Task to complete:
Using the data that follows, give the number of lines where the string "white" occurs, and nothing else.

Data to use:
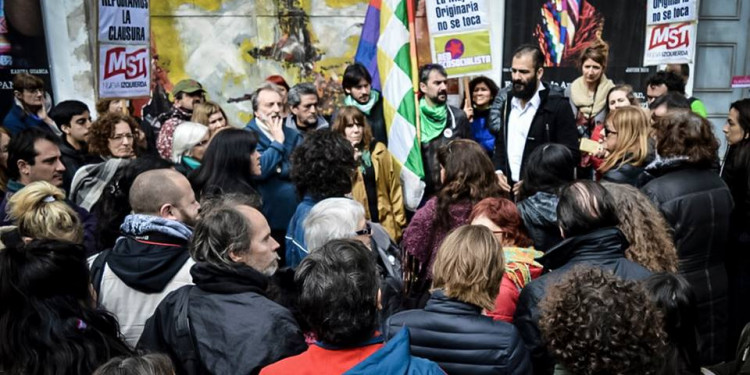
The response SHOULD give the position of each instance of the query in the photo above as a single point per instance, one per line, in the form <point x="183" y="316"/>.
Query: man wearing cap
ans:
<point x="187" y="93"/>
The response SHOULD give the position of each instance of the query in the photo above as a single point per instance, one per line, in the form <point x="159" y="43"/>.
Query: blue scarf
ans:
<point x="139" y="225"/>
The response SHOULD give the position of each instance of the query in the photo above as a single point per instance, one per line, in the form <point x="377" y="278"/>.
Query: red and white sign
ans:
<point x="124" y="71"/>
<point x="671" y="43"/>
<point x="740" y="82"/>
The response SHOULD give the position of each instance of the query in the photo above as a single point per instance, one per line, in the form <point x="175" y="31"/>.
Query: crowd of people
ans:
<point x="561" y="231"/>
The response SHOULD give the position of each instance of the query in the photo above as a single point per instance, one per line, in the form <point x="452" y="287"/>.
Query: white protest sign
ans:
<point x="671" y="11"/>
<point x="124" y="71"/>
<point x="124" y="21"/>
<point x="456" y="16"/>
<point x="672" y="43"/>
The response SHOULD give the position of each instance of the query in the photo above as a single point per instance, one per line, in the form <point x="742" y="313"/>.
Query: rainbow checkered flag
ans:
<point x="396" y="70"/>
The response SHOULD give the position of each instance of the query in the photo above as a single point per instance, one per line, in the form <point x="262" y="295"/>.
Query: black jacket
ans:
<point x="222" y="325"/>
<point x="73" y="159"/>
<point x="460" y="339"/>
<point x="604" y="249"/>
<point x="553" y="122"/>
<point x="697" y="204"/>
<point x="736" y="174"/>
<point x="456" y="126"/>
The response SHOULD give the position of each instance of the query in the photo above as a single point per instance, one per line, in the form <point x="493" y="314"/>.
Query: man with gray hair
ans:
<point x="342" y="218"/>
<point x="151" y="258"/>
<point x="275" y="145"/>
<point x="226" y="323"/>
<point x="303" y="100"/>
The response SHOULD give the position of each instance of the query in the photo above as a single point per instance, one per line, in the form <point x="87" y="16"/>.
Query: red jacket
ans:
<point x="520" y="269"/>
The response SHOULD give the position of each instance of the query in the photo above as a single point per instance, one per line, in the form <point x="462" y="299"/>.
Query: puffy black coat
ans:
<point x="222" y="325"/>
<point x="697" y="204"/>
<point x="736" y="174"/>
<point x="604" y="249"/>
<point x="457" y="126"/>
<point x="553" y="122"/>
<point x="460" y="339"/>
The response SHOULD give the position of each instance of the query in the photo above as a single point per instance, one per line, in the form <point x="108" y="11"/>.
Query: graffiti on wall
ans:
<point x="230" y="46"/>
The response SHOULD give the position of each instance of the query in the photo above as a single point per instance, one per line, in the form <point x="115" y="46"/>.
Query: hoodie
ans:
<point x="147" y="263"/>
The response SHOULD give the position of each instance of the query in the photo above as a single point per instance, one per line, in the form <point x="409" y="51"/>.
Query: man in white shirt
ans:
<point x="527" y="114"/>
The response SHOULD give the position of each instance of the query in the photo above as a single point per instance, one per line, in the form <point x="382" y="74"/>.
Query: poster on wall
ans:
<point x="124" y="71"/>
<point x="670" y="43"/>
<point x="460" y="36"/>
<point x="23" y="48"/>
<point x="671" y="11"/>
<point x="124" y="49"/>
<point x="563" y="29"/>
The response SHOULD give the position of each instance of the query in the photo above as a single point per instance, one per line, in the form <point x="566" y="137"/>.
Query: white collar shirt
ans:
<point x="519" y="123"/>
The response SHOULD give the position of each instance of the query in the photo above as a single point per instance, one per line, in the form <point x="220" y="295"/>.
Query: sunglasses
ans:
<point x="366" y="231"/>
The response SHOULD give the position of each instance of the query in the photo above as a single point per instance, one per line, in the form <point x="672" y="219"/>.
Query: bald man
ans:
<point x="151" y="258"/>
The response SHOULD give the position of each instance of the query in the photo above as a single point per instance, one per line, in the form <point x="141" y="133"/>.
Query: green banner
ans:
<point x="464" y="54"/>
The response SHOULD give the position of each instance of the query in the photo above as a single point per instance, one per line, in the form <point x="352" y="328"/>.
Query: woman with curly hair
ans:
<point x="586" y="338"/>
<point x="626" y="134"/>
<point x="377" y="185"/>
<point x="229" y="165"/>
<point x="48" y="318"/>
<point x="549" y="167"/>
<point x="588" y="99"/>
<point x="111" y="137"/>
<point x="211" y="115"/>
<point x="621" y="95"/>
<point x="323" y="166"/>
<point x="697" y="205"/>
<point x="501" y="216"/>
<point x="645" y="228"/>
<point x="467" y="176"/>
<point x="451" y="329"/>
<point x="736" y="173"/>
<point x="674" y="297"/>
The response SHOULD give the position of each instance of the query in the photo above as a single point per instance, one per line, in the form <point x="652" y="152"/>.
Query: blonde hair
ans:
<point x="469" y="266"/>
<point x="40" y="211"/>
<point x="203" y="111"/>
<point x="632" y="127"/>
<point x="186" y="136"/>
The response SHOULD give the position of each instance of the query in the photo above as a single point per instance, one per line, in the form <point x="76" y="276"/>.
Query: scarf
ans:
<point x="228" y="279"/>
<point x="433" y="119"/>
<point x="579" y="94"/>
<point x="518" y="264"/>
<point x="364" y="108"/>
<point x="139" y="225"/>
<point x="365" y="161"/>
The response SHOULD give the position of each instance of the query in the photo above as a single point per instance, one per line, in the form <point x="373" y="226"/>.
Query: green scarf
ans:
<point x="365" y="161"/>
<point x="364" y="108"/>
<point x="433" y="120"/>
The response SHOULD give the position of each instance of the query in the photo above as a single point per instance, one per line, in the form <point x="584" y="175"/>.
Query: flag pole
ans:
<point x="410" y="14"/>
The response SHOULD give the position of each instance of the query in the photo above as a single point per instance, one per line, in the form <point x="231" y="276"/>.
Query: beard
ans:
<point x="527" y="90"/>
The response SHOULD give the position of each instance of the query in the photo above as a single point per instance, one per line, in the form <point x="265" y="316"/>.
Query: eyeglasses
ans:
<point x="366" y="231"/>
<point x="120" y="137"/>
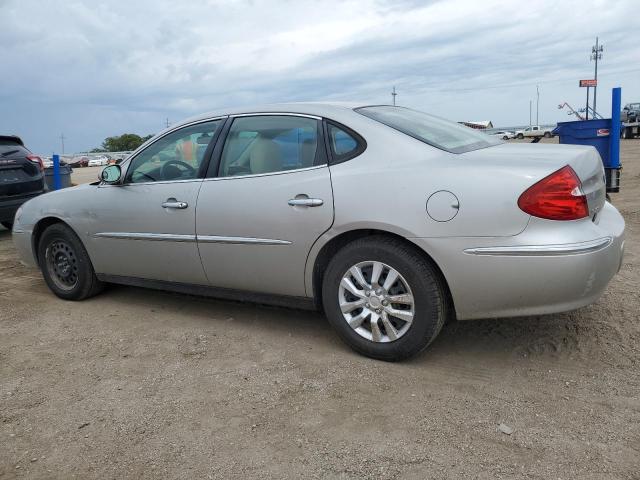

Reply to the task:
4